SQL Server 2005 SP2 will introduce new messages to the error log related to timing activities.

The following article has been publiched about this subject: https://support.microsoft.com/kb/931279  

RDTSC Drift vs Not Synchronized

To clarify - SQL Server 2005 SP2 contains both Drift and a Non Synchronized warnings.

The Non Synchronized message is only recorded on 1 hour intervals to avoid flooding the log. At most the server will report 1 entry/per scheduler/per hour.

To detect the Non Synchronized condition SQL Server uses the current RDTSC of the base scheduler and compares the RDTSC of subsequent schedulers.

Variance > ~3ms – Consider Non Syncronized Counter Warning

Variance > ~10% of mean average - Print Drift Counter Warning

The system should avoid either warning but the Drift is more concerning.

The recent PASS (PSS Labs) actually encountered these messages so I felt it prudent to publish some basic information about them. The following messages may appear in the SQL Server error log.

========================================

== WHAT THIS TASK INVOLVES ==
Reproduce the stretch of the SQL Server timing-warnings text from "To clarify - SQL" through "of subsequent schedulers." word for word. The data that follow come from a separate source.

========================================

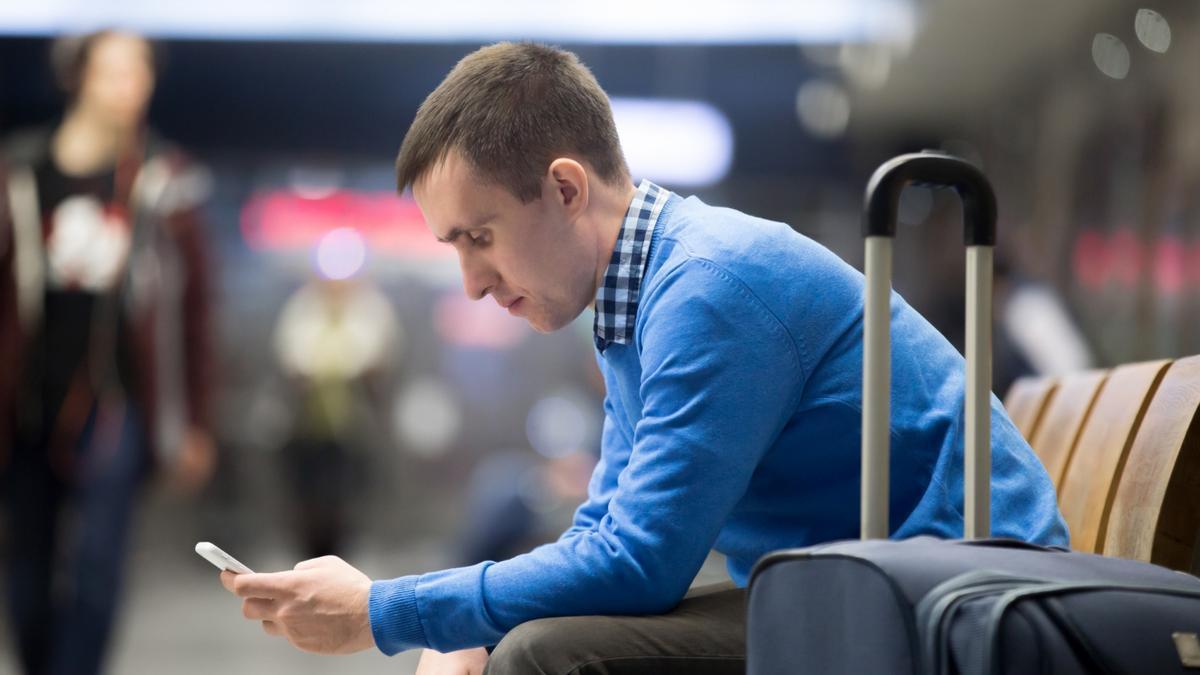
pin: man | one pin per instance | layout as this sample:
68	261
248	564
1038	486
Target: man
105	334
731	350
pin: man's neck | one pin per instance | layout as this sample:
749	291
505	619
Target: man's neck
611	215
84	144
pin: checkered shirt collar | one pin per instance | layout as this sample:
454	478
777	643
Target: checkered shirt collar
617	297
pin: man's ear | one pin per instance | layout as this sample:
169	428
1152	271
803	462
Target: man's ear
568	181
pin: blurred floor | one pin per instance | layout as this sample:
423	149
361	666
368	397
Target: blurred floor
178	620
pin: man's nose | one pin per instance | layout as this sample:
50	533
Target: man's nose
478	279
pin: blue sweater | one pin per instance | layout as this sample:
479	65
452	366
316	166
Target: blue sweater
732	420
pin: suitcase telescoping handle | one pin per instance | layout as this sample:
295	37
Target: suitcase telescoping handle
934	169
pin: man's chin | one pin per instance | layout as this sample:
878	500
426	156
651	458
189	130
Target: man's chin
547	324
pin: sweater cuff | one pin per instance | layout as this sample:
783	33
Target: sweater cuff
395	622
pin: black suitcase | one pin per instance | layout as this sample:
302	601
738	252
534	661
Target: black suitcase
971	605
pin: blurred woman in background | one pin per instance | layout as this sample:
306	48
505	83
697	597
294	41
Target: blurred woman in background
105	334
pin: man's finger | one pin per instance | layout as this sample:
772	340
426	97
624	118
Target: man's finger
316	562
271	585
258	609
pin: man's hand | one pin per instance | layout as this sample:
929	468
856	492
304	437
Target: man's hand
321	607
465	662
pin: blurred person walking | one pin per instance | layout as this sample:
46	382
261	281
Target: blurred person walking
105	334
335	340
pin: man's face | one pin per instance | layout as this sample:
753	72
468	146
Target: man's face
118	79
535	260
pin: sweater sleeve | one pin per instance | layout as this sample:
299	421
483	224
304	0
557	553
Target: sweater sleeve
719	376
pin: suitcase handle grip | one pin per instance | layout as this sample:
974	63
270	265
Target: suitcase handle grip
879	226
935	169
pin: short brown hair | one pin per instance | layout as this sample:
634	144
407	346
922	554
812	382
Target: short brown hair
510	109
70	54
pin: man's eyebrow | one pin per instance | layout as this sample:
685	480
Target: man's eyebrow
460	231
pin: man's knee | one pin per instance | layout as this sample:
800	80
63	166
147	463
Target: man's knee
535	647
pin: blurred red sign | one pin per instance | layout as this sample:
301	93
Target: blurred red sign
282	220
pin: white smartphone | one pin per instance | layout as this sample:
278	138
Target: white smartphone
220	559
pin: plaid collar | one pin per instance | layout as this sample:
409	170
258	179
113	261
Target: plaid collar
617	297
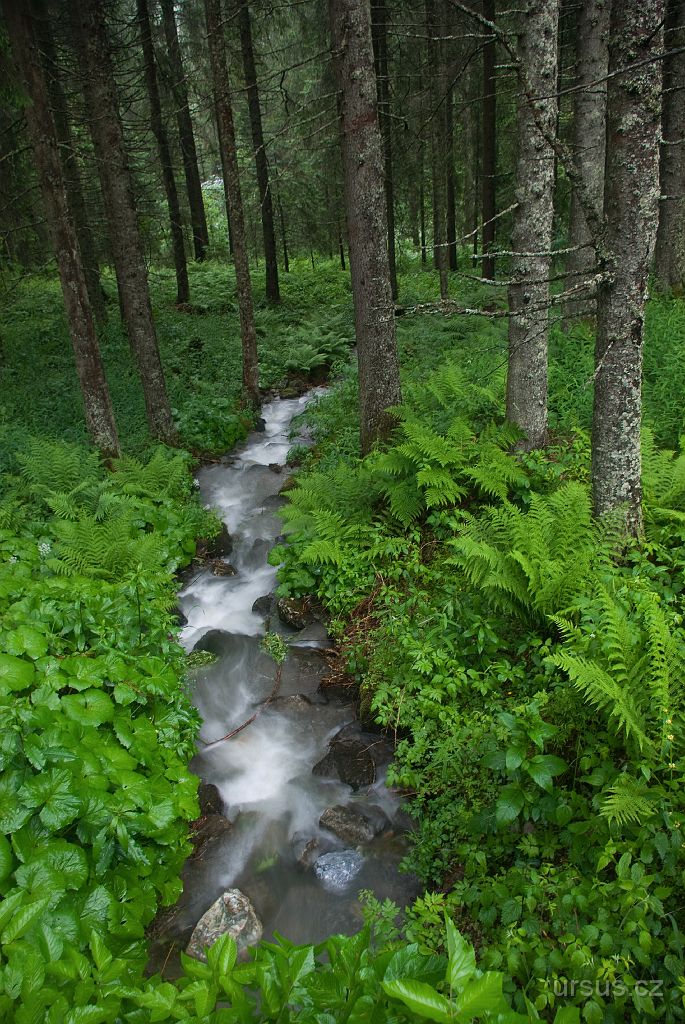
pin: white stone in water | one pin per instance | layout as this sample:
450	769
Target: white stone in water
336	870
231	914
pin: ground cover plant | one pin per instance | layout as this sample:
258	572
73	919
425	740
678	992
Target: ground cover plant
528	665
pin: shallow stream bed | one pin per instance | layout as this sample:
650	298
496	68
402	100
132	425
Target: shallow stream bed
272	848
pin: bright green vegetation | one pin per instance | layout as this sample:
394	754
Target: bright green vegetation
201	352
529	664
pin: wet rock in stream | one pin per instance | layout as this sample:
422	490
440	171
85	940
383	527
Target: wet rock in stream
354	757
220	567
219	546
231	914
296	611
209	799
208	828
354	826
264	605
336	870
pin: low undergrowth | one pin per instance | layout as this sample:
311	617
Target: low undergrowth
530	664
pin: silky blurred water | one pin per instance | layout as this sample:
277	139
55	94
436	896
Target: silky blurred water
264	772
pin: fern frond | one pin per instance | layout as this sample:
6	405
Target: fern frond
629	802
602	690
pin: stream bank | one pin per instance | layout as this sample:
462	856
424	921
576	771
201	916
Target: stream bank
296	813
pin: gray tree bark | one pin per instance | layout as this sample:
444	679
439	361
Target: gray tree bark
231	182
70	165
670	259
166	163
488	145
365	200
379	12
531	235
115	174
631	209
436	93
97	404
185	132
261	163
589	146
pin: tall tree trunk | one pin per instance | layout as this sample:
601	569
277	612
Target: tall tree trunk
422	209
488	181
97	404
450	183
185	133
671	233
631	209
379	14
70	165
531	236
160	133
589	141
341	248
365	199
439	181
231	181
115	174
265	203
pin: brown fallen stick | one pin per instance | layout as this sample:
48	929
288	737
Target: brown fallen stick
265	704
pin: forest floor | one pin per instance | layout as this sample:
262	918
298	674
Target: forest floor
528	665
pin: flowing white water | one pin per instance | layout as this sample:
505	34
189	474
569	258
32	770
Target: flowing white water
264	772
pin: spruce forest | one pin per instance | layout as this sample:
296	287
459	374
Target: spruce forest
342	411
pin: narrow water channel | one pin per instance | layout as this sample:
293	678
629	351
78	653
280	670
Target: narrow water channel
273	849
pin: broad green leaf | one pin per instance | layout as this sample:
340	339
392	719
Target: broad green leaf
510	805
92	707
462	958
101	954
543	768
27	640
15	674
479	996
23	920
52	790
409	963
567	1015
88	1015
221	955
496	760
6	858
514	757
420	998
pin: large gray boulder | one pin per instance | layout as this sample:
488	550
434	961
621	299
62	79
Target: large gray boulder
336	870
231	914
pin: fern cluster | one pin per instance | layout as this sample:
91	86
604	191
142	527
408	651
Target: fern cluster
106	524
537	562
626	660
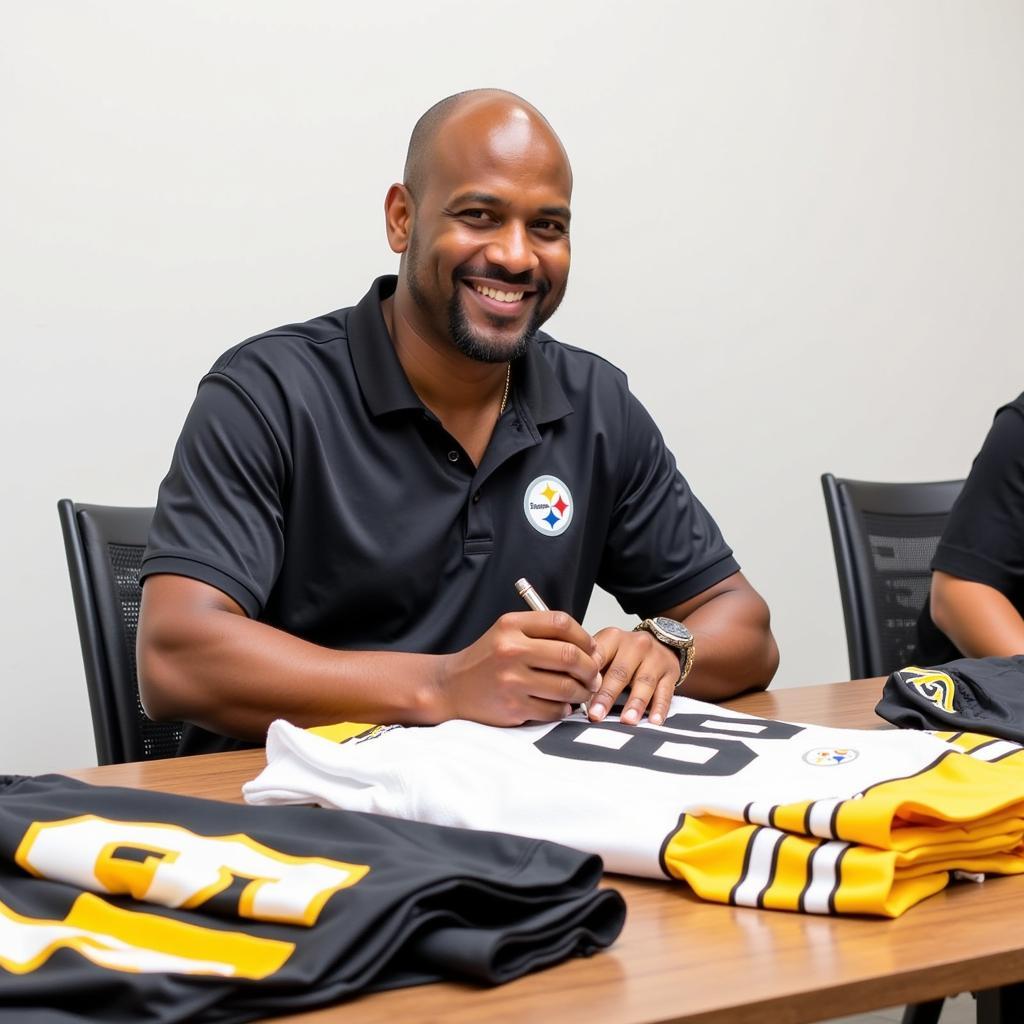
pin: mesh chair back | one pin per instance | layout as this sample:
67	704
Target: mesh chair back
104	547
884	537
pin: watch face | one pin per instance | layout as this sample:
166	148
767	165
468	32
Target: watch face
677	631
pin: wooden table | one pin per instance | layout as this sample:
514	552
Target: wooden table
683	960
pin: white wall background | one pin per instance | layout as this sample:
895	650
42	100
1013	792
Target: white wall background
799	225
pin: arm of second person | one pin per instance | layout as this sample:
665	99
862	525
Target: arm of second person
978	619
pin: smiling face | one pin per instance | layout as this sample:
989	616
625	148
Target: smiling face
485	255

========================================

== SOLUTION FOR THIS PROBLEM ==
To clarify - SQL Server 2005 SP2 contains both Drift and a Non Synchronized warnings.

The Non Synchronized message is only recorded on 1 hour intervals to avoid flooding the log. At most the server will report 1 entry/per scheduler/per hour.

To detect the Non Synchronized condition SQL Server uses the current RDTSC of the base scheduler and compares the RDTSC of subsequent schedulers.